[Data to process — start]

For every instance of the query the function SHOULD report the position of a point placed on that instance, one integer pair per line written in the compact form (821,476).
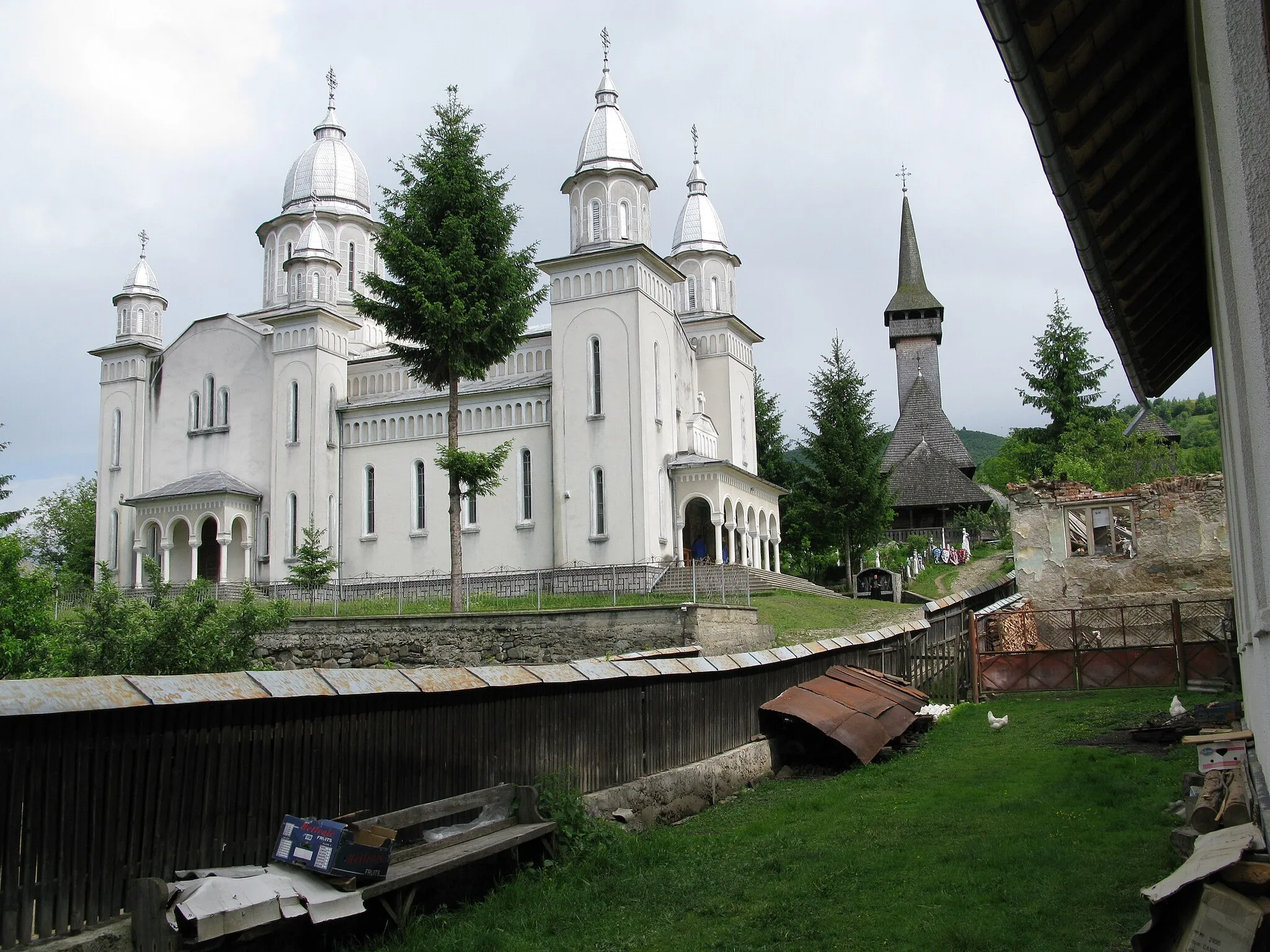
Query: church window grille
(526,485)
(116,438)
(294,413)
(597,501)
(597,403)
(368,498)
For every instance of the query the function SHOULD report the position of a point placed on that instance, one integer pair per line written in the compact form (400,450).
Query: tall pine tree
(458,298)
(843,494)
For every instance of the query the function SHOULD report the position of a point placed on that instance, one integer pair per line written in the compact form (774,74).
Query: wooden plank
(445,860)
(414,815)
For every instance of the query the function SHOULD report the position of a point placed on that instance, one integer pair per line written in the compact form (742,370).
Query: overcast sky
(183,120)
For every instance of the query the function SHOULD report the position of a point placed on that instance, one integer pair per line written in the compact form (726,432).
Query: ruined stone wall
(510,638)
(1183,550)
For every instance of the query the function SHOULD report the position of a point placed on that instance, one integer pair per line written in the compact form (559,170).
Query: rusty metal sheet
(668,666)
(557,673)
(505,676)
(63,695)
(367,681)
(303,682)
(637,669)
(196,689)
(440,679)
(723,663)
(598,671)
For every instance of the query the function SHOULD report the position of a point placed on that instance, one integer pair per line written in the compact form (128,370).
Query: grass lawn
(978,840)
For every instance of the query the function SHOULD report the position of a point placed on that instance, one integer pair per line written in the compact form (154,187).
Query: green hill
(981,444)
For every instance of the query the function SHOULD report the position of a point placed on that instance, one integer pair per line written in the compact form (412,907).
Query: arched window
(419,513)
(597,404)
(294,413)
(368,501)
(116,438)
(597,501)
(526,487)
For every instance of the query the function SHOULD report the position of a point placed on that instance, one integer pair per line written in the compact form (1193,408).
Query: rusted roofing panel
(505,676)
(598,671)
(440,679)
(557,673)
(637,669)
(367,681)
(196,689)
(303,682)
(61,695)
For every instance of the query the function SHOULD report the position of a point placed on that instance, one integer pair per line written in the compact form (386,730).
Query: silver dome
(699,227)
(328,169)
(609,143)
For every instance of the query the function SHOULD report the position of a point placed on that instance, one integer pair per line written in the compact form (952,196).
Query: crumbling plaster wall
(1181,542)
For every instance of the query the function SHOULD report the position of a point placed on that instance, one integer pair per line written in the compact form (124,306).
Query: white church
(631,416)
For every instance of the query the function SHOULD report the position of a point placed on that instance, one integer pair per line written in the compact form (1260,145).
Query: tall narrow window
(294,413)
(597,501)
(116,438)
(526,487)
(597,405)
(419,513)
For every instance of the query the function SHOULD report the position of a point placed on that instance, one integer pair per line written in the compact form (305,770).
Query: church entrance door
(208,551)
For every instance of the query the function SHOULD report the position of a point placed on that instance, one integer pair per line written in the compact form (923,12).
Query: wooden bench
(414,862)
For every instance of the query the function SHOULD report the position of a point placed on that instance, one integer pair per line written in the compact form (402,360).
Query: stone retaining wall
(510,638)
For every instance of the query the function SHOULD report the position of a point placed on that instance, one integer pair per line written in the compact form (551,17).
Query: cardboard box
(1225,756)
(334,848)
(1225,922)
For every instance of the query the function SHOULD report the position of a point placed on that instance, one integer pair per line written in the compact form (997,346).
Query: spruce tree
(843,495)
(456,299)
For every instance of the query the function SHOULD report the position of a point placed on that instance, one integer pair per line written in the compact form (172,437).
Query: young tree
(771,443)
(842,489)
(458,299)
(63,532)
(1067,376)
(314,564)
(8,519)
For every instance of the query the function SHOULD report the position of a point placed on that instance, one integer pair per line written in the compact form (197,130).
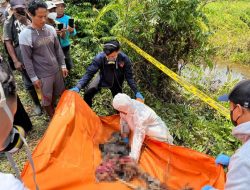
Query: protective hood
(242,132)
(123,103)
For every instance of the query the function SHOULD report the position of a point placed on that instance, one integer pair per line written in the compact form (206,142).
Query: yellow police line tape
(221,109)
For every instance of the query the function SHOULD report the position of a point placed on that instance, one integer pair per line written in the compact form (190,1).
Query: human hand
(70,29)
(222,159)
(75,89)
(18,65)
(65,72)
(138,95)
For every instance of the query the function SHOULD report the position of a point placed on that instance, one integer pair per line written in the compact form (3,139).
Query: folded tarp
(68,154)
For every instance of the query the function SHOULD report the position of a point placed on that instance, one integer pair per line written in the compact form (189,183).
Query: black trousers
(94,87)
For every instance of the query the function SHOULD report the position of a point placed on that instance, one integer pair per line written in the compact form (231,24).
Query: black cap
(240,94)
(111,46)
(17,4)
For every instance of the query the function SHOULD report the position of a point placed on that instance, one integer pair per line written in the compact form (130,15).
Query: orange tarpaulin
(68,154)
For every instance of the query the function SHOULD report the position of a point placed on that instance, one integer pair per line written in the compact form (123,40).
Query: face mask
(52,16)
(234,122)
(21,12)
(111,60)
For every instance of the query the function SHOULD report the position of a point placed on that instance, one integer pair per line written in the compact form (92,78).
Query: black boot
(34,97)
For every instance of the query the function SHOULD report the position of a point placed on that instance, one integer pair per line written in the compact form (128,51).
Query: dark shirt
(109,73)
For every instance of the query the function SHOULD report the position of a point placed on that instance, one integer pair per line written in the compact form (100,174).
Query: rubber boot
(34,97)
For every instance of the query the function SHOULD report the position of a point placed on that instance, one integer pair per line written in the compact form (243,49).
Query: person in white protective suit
(9,136)
(142,120)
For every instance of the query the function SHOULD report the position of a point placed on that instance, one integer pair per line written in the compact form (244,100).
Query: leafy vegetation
(229,22)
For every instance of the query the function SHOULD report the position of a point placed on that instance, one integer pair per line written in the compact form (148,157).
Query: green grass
(230,26)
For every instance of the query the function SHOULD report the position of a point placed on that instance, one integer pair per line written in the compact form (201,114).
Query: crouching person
(142,120)
(9,136)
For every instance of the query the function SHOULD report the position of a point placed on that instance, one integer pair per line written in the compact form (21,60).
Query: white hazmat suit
(141,119)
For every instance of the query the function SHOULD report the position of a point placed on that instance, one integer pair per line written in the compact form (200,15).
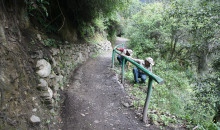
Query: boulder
(44,68)
(43,85)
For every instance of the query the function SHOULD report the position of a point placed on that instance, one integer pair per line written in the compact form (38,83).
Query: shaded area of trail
(93,99)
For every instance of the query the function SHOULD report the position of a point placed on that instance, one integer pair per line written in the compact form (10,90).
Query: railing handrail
(150,82)
(150,74)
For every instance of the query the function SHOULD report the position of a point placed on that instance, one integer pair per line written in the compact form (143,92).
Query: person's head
(129,52)
(149,61)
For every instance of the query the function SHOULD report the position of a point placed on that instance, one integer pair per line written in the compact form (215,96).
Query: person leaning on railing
(127,52)
(138,73)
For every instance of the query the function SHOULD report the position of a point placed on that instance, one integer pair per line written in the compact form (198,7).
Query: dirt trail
(93,100)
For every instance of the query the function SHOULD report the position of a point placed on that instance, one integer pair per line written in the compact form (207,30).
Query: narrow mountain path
(93,99)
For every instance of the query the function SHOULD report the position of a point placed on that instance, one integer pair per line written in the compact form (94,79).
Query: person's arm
(119,49)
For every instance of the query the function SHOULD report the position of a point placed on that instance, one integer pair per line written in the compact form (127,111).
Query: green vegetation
(182,38)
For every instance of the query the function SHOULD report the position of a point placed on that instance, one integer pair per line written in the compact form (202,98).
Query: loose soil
(94,99)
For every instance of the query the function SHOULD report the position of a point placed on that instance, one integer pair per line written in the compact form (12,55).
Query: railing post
(123,68)
(149,90)
(113,58)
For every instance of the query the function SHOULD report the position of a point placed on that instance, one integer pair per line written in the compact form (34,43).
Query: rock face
(44,68)
(64,59)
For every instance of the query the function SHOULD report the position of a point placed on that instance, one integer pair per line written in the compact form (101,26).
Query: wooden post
(113,58)
(123,68)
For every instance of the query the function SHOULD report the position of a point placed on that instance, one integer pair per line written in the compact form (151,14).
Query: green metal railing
(150,75)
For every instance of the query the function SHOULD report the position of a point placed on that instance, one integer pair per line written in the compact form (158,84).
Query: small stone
(44,68)
(34,110)
(39,37)
(35,119)
(96,121)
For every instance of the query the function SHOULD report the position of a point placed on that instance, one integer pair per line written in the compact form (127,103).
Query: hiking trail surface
(94,99)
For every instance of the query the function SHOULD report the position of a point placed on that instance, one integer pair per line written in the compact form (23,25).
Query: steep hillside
(35,67)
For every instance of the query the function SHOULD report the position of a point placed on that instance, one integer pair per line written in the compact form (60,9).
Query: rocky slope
(34,72)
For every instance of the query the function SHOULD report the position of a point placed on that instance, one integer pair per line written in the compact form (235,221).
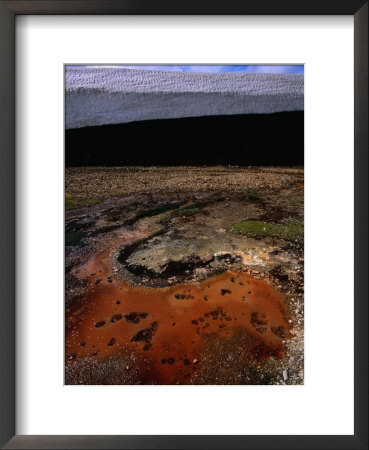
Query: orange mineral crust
(169,327)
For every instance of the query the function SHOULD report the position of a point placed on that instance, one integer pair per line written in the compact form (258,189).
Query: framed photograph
(184,224)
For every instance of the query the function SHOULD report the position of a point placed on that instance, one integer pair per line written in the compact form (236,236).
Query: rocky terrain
(184,275)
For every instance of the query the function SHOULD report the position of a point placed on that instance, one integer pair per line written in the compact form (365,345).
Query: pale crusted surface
(98,96)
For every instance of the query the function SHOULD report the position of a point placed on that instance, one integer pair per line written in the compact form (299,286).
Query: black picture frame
(8,11)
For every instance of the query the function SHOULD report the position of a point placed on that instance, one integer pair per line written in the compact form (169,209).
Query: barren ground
(184,275)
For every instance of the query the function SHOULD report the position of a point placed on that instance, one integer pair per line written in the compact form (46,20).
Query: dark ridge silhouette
(250,139)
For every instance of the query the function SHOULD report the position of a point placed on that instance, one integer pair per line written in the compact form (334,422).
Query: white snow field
(101,95)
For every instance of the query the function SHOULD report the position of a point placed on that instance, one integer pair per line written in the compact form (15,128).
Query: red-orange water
(168,325)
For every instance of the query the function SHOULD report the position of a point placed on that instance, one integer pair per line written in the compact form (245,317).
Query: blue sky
(218,69)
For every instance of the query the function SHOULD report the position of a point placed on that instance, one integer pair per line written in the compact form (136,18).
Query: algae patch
(259,230)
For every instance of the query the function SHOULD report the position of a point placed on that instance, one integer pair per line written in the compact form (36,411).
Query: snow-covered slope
(100,96)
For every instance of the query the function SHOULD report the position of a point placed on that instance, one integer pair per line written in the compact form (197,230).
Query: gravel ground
(109,207)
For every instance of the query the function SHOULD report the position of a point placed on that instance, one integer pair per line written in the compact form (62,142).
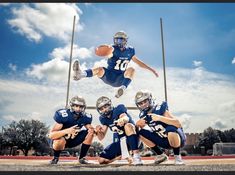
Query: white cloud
(53,70)
(233,61)
(5,4)
(56,69)
(197,63)
(219,124)
(78,52)
(13,67)
(49,19)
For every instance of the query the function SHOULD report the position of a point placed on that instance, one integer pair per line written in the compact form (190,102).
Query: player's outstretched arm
(56,131)
(168,120)
(101,131)
(123,119)
(104,50)
(143,65)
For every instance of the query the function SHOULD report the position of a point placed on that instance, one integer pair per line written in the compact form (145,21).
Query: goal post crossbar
(128,107)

[Data to process — finish]

Exercise goal: Both boundary lines included, write out word for word only the lines above from the one containing "compact form (21,60)." to the one containing "compact form (207,30).", leaving out any pictures.

Problem solution:
For every instance of the query the function SHOULD report the position of a point placed on that instance, one integer pair per line written in the compact form (21,60).
Query: white hazmat suit
(141,119)
For every instance of the query the function SHOULD report the position of a point placed on that instance, one integer pair per line written in the compact form (200,15).
Query: boulder
(44,68)
(43,85)
For every instance of the query the function SHOULD report the position of a point placed on that instance, one integer pair per line written in the compact form (38,83).
Query: shaded area of trail
(93,99)
For every instance of the query the function SHOULD report the position of a point placed on that instance, one integer pair per line written in the compact form (10,90).
Query: railing handrail
(150,82)
(150,74)
For every instance of the query the function SHOULD report the position of a point placed on that instance, one integer pair per line written in the compact form (143,92).
Query: person's head
(129,52)
(149,61)
For every instance of the query the function SHOULD report the position of a point placed on that instance, one integer pair per line written in the compact form (215,96).
Query: person leaning on railing
(127,52)
(138,73)
For every instance of the query the function SHOULD report the position of a point placed on that instance, one integer pair per line written in the compact form (198,7).
Query: dirt trail
(93,100)
For every instance of the query the function SHOULD report the position of a point placed on that instance, one integer pair per line written in the compact form (207,30).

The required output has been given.